Items listed in a dataset
════════════════════

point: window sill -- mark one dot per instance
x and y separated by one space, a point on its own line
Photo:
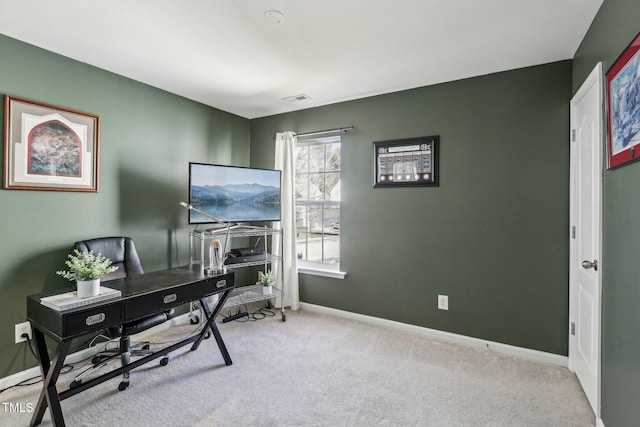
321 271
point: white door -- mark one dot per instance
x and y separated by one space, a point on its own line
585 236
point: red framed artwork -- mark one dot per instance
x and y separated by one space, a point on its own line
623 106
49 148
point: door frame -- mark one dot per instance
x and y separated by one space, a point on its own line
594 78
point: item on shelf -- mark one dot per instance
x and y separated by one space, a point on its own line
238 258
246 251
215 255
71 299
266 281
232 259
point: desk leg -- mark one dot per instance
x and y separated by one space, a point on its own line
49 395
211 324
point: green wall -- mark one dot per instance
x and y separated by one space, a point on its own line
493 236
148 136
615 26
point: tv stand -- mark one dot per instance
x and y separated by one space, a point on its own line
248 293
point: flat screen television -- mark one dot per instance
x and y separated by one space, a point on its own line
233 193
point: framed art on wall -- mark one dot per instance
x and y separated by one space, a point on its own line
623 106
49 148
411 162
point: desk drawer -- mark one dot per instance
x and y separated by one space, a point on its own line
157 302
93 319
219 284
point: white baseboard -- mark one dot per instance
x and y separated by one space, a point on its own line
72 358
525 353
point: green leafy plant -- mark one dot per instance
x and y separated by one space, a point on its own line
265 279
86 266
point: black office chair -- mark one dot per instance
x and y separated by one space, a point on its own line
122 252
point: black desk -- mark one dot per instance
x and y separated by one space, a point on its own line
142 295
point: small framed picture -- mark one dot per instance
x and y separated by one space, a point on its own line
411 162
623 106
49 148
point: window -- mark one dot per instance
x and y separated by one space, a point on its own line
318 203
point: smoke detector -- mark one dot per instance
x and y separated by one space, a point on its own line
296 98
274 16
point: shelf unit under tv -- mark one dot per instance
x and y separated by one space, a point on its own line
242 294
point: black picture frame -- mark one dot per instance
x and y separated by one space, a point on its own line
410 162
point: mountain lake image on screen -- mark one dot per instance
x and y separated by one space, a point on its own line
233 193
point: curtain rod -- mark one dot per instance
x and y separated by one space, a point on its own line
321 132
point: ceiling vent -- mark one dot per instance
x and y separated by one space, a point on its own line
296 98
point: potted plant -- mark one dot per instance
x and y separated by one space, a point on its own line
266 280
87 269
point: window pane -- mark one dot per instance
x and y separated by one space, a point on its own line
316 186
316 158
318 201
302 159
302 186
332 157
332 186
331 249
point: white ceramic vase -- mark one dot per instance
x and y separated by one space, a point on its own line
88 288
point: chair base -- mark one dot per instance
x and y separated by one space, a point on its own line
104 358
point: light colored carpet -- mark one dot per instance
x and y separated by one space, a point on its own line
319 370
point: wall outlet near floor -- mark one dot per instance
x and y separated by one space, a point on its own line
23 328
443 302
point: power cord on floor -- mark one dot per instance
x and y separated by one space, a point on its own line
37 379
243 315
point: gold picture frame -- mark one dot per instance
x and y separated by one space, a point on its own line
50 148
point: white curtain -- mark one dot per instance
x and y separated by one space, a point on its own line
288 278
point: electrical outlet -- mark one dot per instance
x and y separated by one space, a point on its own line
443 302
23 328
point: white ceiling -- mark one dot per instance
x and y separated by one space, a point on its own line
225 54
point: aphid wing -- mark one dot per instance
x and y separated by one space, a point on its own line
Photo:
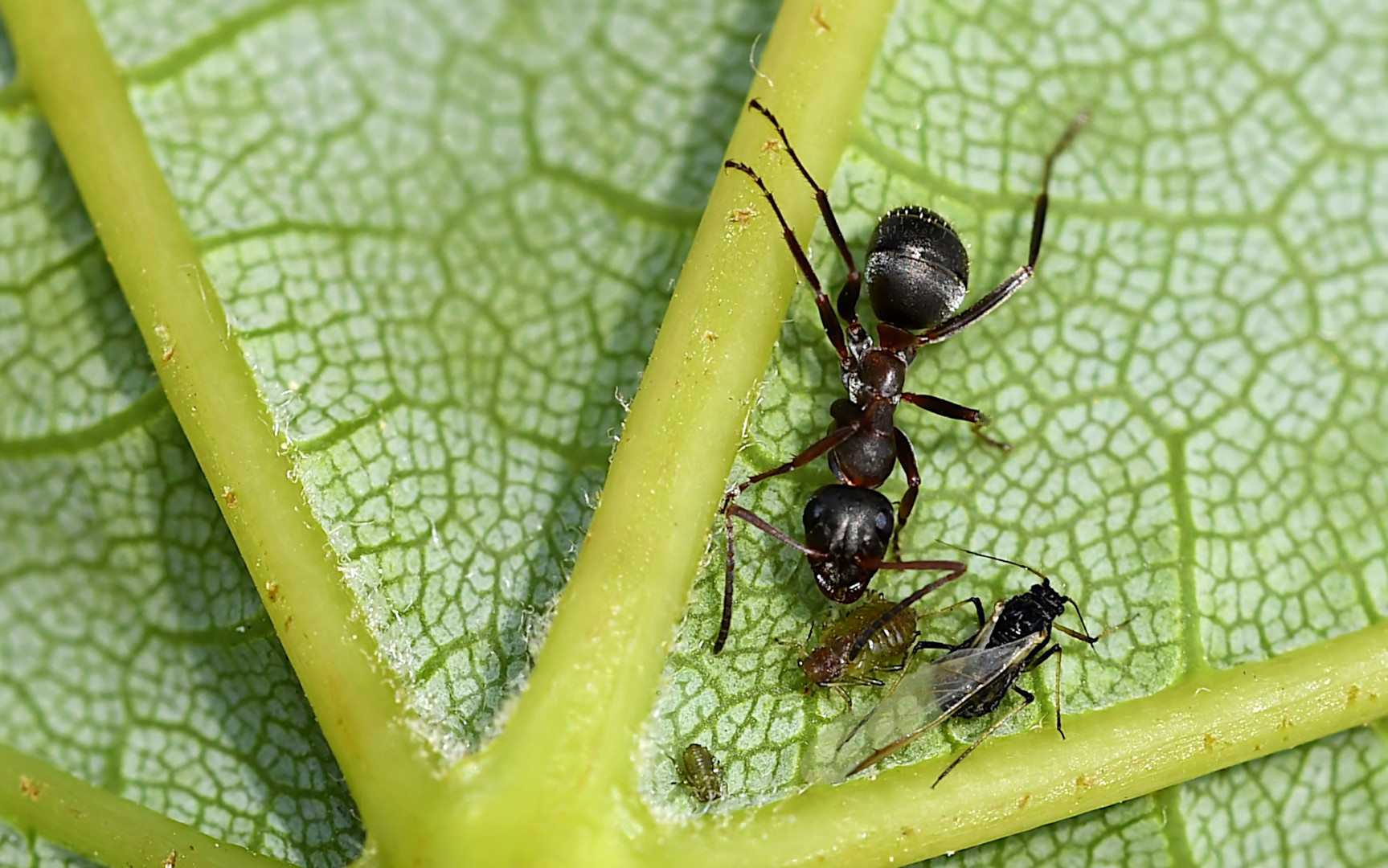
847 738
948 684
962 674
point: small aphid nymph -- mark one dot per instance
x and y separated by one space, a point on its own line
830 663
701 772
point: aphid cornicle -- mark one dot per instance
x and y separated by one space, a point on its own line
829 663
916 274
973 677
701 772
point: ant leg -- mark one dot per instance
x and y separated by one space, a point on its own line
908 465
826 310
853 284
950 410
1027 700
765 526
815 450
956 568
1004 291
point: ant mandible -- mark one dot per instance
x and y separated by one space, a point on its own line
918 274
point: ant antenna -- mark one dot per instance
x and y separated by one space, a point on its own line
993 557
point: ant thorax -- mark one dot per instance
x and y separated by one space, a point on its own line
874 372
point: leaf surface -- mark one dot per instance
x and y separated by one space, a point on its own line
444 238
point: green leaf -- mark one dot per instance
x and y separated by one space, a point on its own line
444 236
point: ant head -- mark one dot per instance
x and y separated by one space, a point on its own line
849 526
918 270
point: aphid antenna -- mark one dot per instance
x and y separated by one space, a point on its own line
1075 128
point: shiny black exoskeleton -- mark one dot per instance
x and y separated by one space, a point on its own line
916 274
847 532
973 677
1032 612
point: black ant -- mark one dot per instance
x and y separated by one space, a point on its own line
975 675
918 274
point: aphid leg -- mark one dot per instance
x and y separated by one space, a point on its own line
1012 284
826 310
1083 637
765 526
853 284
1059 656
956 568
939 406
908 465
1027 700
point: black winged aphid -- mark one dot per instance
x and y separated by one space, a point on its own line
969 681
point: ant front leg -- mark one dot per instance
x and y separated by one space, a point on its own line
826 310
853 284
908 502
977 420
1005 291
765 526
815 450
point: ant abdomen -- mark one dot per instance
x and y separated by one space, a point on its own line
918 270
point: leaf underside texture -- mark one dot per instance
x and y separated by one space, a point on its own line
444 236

════════════════════

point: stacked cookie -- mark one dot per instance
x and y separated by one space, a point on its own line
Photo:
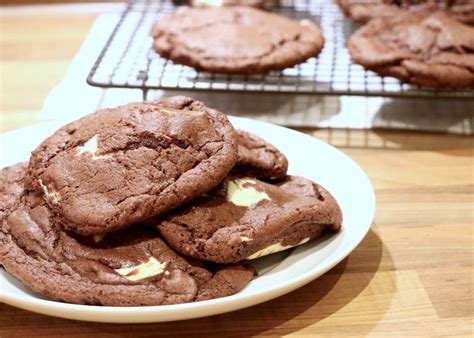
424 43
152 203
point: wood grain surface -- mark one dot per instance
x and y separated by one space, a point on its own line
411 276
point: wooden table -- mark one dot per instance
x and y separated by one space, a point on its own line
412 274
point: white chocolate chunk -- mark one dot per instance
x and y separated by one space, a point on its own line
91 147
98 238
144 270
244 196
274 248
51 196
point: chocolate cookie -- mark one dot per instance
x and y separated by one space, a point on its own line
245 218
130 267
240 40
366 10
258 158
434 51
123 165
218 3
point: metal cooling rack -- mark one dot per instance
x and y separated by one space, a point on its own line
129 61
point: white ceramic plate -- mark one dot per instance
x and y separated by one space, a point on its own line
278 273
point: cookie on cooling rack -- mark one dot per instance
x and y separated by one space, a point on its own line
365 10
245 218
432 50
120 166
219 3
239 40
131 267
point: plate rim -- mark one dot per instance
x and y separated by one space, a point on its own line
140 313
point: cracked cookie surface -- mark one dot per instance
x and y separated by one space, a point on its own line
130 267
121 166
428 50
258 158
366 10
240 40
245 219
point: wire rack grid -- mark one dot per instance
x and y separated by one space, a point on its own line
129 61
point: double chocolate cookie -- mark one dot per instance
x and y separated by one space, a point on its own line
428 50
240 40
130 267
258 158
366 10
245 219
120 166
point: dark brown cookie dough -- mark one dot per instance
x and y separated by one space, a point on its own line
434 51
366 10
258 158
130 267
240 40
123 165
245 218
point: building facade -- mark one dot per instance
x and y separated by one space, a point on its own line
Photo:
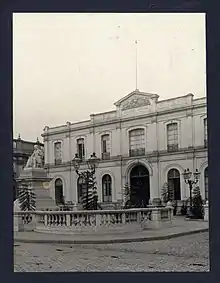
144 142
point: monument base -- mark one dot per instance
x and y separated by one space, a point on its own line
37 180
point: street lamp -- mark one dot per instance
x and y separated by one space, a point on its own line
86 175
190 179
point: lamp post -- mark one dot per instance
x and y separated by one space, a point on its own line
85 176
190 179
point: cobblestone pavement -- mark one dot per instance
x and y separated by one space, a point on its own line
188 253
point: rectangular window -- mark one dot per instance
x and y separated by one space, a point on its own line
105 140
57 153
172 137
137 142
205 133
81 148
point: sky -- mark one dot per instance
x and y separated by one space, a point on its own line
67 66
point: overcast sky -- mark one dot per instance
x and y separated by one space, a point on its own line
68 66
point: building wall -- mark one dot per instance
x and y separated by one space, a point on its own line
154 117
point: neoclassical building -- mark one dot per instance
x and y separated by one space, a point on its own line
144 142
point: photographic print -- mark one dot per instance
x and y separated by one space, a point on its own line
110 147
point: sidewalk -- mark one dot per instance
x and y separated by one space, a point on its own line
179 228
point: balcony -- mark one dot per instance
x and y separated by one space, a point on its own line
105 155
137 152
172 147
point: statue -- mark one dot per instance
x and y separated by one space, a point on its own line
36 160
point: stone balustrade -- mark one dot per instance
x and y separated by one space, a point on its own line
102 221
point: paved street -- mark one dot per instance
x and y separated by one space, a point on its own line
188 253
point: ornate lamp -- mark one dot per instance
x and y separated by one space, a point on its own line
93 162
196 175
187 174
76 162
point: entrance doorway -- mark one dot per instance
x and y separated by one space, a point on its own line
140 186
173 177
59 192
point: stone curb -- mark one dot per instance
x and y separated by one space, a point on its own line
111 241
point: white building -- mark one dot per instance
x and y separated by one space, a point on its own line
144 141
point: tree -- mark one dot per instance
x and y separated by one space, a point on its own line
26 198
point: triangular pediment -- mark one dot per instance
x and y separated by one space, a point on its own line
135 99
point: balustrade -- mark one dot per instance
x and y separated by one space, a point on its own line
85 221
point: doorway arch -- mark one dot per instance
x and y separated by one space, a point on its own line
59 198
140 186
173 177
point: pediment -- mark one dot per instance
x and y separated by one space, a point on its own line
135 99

════════════════════

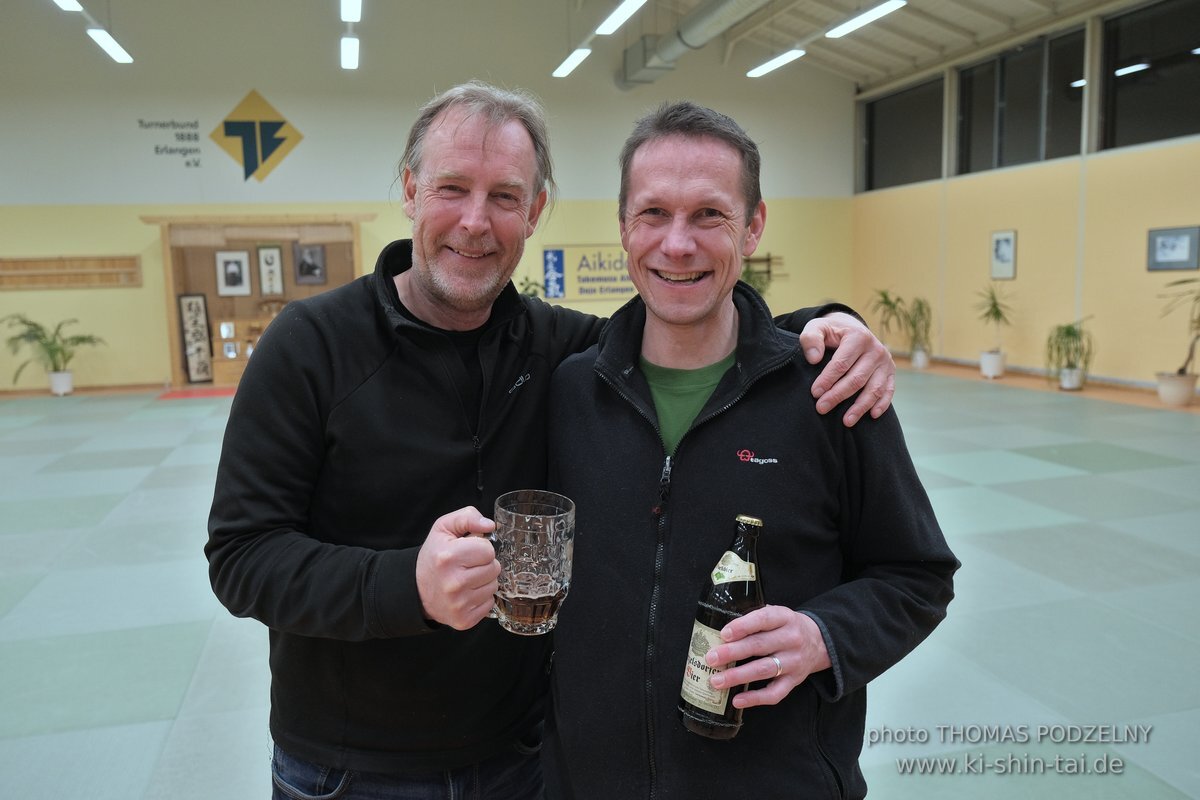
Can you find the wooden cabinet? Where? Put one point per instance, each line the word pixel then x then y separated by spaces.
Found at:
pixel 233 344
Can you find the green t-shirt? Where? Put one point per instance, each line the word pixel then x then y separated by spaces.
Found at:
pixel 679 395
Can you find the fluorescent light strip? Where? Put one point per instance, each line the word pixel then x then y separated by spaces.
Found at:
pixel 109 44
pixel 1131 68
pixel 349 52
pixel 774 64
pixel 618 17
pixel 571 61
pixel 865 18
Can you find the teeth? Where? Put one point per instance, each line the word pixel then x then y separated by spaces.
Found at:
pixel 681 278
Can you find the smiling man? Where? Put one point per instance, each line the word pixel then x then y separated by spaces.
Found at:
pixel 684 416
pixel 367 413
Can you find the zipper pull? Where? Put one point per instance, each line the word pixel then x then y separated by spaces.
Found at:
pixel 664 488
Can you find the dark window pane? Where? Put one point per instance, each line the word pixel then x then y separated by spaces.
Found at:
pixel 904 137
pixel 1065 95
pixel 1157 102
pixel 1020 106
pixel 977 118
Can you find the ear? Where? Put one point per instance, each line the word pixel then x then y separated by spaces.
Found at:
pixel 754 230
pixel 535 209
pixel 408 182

════════════════════

● Problem description
Using the data above, return the lines from the one holding "point: window sill" through the one holding "point: desk drawer" exactly, but not the pictures.

● Exercise solution
point: window sill -- mark one dot per instance
x and y separated by one space, a point on its own line
Photo:
321 271
point: white door -- mark one dot per instance
x and y separated by one space, a point on its own line
585 236
point: red framed artwork -- mark one dot per instance
x and y separated by one space, a point on its own line
623 106
49 148
point: door frame -- mark one dot per instance
x and y separated by one space, a point on its own line
594 78
point: item on shelf -- mark one dot per instance
x and y separated by one space, a point on its own line
238 258
246 251
215 255
71 299
266 281
232 259
point: desk leg -- mark one dot per instance
x and y separated by one space, a point on its own line
49 395
211 324
point: green wall -- mark one dot per instance
x and y separated by one space, a point on its own line
493 236
148 136
615 26
point: tv stand -- mark one dot per instance
x and y separated by one space, a point on its own line
248 293
point: flat screen television -- mark one dot per instance
x and y separated by one space, a point on its own line
233 193
point: framed art on wall -- mark one dot per instance
x and y separated by one space, a point on its own line
623 106
49 148
411 162
point: desk drawer -- mark one dot per instance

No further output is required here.